• Information supplied
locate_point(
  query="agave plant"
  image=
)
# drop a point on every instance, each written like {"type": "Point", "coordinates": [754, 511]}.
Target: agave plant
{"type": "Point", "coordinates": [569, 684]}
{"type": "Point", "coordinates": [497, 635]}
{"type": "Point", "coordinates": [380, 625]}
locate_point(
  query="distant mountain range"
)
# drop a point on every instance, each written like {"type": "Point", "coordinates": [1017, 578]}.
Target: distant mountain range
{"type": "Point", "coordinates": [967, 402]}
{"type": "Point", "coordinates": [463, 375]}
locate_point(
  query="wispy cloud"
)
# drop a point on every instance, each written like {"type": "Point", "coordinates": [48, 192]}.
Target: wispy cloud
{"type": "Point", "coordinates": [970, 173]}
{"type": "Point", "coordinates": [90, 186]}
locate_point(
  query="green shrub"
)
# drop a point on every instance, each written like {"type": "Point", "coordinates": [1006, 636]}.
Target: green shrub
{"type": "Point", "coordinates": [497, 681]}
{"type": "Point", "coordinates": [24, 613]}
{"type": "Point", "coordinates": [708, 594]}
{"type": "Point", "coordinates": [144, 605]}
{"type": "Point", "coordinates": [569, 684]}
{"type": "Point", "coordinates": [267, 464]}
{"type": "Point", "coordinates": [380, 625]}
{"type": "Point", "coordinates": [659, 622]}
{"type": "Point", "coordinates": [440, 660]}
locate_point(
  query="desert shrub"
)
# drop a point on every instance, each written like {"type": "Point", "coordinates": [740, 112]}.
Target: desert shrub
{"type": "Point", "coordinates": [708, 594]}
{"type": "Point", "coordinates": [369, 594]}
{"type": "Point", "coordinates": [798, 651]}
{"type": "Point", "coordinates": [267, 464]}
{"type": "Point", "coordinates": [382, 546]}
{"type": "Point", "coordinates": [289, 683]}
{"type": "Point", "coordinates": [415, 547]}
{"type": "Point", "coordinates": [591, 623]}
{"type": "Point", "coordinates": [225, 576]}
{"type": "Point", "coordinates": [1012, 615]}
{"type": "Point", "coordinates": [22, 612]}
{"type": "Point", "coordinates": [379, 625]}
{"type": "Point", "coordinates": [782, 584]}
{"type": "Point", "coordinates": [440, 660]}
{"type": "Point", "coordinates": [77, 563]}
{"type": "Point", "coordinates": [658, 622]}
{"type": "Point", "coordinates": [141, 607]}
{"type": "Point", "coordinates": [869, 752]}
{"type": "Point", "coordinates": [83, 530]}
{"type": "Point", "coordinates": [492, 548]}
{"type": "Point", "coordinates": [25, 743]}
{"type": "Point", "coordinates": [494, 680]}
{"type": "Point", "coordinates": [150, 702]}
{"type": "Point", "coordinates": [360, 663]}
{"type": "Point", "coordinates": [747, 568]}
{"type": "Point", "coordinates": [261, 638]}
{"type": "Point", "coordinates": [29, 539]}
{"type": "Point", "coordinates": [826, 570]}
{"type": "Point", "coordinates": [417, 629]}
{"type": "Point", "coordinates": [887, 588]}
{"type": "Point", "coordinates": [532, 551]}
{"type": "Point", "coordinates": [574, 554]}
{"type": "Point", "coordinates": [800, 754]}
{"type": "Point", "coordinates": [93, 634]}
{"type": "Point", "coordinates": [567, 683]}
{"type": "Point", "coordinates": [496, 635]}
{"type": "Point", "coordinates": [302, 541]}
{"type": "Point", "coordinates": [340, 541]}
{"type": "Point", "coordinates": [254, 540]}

• What is being asked
Could you return all of the entries exactly as they stand?

• Response
locate_point(
  query="agave plant"
  image=
)
# drop a point on every instance, each written like {"type": "Point", "coordinates": [754, 511]}.
Target: agave plant
{"type": "Point", "coordinates": [569, 684]}
{"type": "Point", "coordinates": [497, 635]}
{"type": "Point", "coordinates": [380, 625]}
locate_point(
  query="distant mountain range"
)
# drop a point on every instance, each written like {"type": "Point", "coordinates": [1017, 578]}.
Target: distant mountain range
{"type": "Point", "coordinates": [967, 402]}
{"type": "Point", "coordinates": [463, 375]}
locate_point(
  query="wispy cloud"
)
# drop a point on every instance, each written like {"type": "Point", "coordinates": [48, 192]}.
Target: wispy cloud
{"type": "Point", "coordinates": [970, 173]}
{"type": "Point", "coordinates": [90, 186]}
locate_point(
  query="green shrub"
)
# drop a point on every instance, each written like {"type": "Point", "coordinates": [1006, 636]}.
Target: green shrub
{"type": "Point", "coordinates": [497, 681]}
{"type": "Point", "coordinates": [24, 613]}
{"type": "Point", "coordinates": [708, 594]}
{"type": "Point", "coordinates": [144, 605]}
{"type": "Point", "coordinates": [569, 684]}
{"type": "Point", "coordinates": [267, 464]}
{"type": "Point", "coordinates": [380, 625]}
{"type": "Point", "coordinates": [659, 622]}
{"type": "Point", "coordinates": [440, 660]}
locate_point(
  query="desert shrub"
)
# drop a point on every instance, each written like {"type": "Point", "coordinates": [740, 112]}.
Target: desert shrub
{"type": "Point", "coordinates": [708, 594]}
{"type": "Point", "coordinates": [369, 594]}
{"type": "Point", "coordinates": [798, 651]}
{"type": "Point", "coordinates": [267, 464]}
{"type": "Point", "coordinates": [382, 546]}
{"type": "Point", "coordinates": [289, 683]}
{"type": "Point", "coordinates": [415, 547]}
{"type": "Point", "coordinates": [591, 623]}
{"type": "Point", "coordinates": [225, 576]}
{"type": "Point", "coordinates": [1012, 615]}
{"type": "Point", "coordinates": [22, 612]}
{"type": "Point", "coordinates": [379, 625]}
{"type": "Point", "coordinates": [782, 584]}
{"type": "Point", "coordinates": [440, 660]}
{"type": "Point", "coordinates": [77, 563]}
{"type": "Point", "coordinates": [658, 622]}
{"type": "Point", "coordinates": [141, 607]}
{"type": "Point", "coordinates": [869, 752]}
{"type": "Point", "coordinates": [83, 530]}
{"type": "Point", "coordinates": [492, 548]}
{"type": "Point", "coordinates": [25, 743]}
{"type": "Point", "coordinates": [494, 680]}
{"type": "Point", "coordinates": [150, 702]}
{"type": "Point", "coordinates": [360, 663]}
{"type": "Point", "coordinates": [747, 568]}
{"type": "Point", "coordinates": [261, 638]}
{"type": "Point", "coordinates": [29, 539]}
{"type": "Point", "coordinates": [826, 570]}
{"type": "Point", "coordinates": [417, 629]}
{"type": "Point", "coordinates": [887, 588]}
{"type": "Point", "coordinates": [532, 551]}
{"type": "Point", "coordinates": [574, 554]}
{"type": "Point", "coordinates": [800, 754]}
{"type": "Point", "coordinates": [93, 634]}
{"type": "Point", "coordinates": [567, 683]}
{"type": "Point", "coordinates": [496, 635]}
{"type": "Point", "coordinates": [302, 541]}
{"type": "Point", "coordinates": [340, 541]}
{"type": "Point", "coordinates": [254, 540]}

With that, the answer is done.